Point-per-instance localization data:
=-=-=-=-=

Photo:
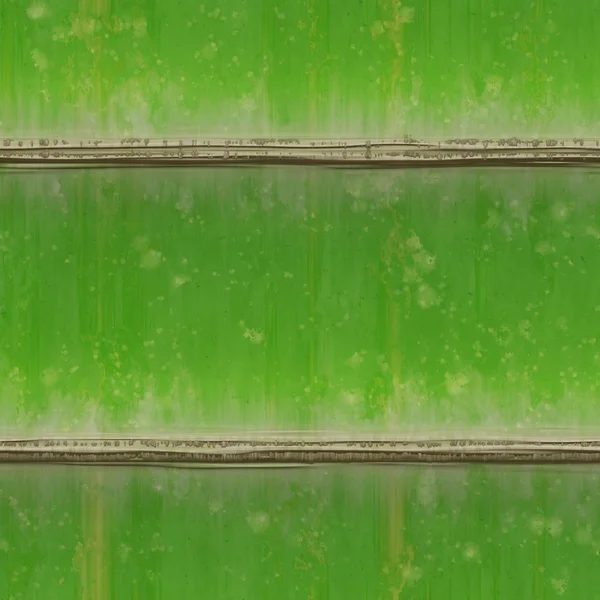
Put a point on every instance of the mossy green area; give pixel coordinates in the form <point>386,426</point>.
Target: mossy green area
<point>185,301</point>
<point>321,68</point>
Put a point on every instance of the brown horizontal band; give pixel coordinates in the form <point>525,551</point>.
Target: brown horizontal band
<point>245,451</point>
<point>341,153</point>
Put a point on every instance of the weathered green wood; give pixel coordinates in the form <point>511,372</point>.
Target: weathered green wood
<point>377,533</point>
<point>375,68</point>
<point>186,300</point>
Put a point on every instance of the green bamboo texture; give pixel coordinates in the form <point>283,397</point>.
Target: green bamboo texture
<point>234,68</point>
<point>182,300</point>
<point>379,533</point>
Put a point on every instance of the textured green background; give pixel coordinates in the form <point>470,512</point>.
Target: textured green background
<point>372,534</point>
<point>182,300</point>
<point>311,67</point>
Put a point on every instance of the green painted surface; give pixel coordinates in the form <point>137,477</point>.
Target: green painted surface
<point>182,300</point>
<point>475,532</point>
<point>312,67</point>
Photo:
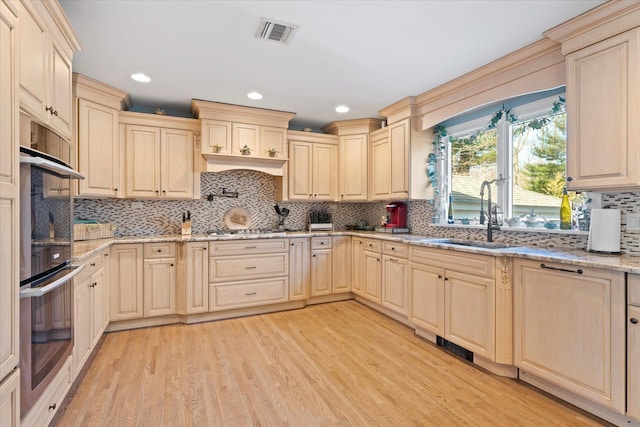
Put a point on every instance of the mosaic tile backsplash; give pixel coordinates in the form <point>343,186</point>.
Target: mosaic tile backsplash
<point>256,193</point>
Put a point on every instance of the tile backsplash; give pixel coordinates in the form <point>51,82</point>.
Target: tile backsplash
<point>257,191</point>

=-=-=-=-=

▸ ACTIVITY
Within the entries, find all lines that contain "every" and copy each one.

▸ ANSWER TO THIS TASK
Put a point on every instance of the mossy green area; give pixel coordinates in the form <point>386,426</point>.
Put a point on every instance of the brown horizontal band; give pixel coordinates in the form <point>525,551</point>.
Put a point on every instance of the weathered green wood; give pixel coordinates in the form <point>511,372</point>.
Put a point on every instance of the green bamboo texture; give pixel coordinates in the form <point>283,397</point>.
Put a point on every instance of the textured green background; give pixel coordinates in the form <point>470,512</point>.
Put a point on every instance of the green painted surface; give pixel coordinates in the form <point>137,477</point>.
Put a point on every instance of the mosaic tile backsplash; give pixel coordinates in the form <point>343,186</point>.
Put a point on every instance of the tile backsplash; give pixel coordinates in the form <point>51,82</point>.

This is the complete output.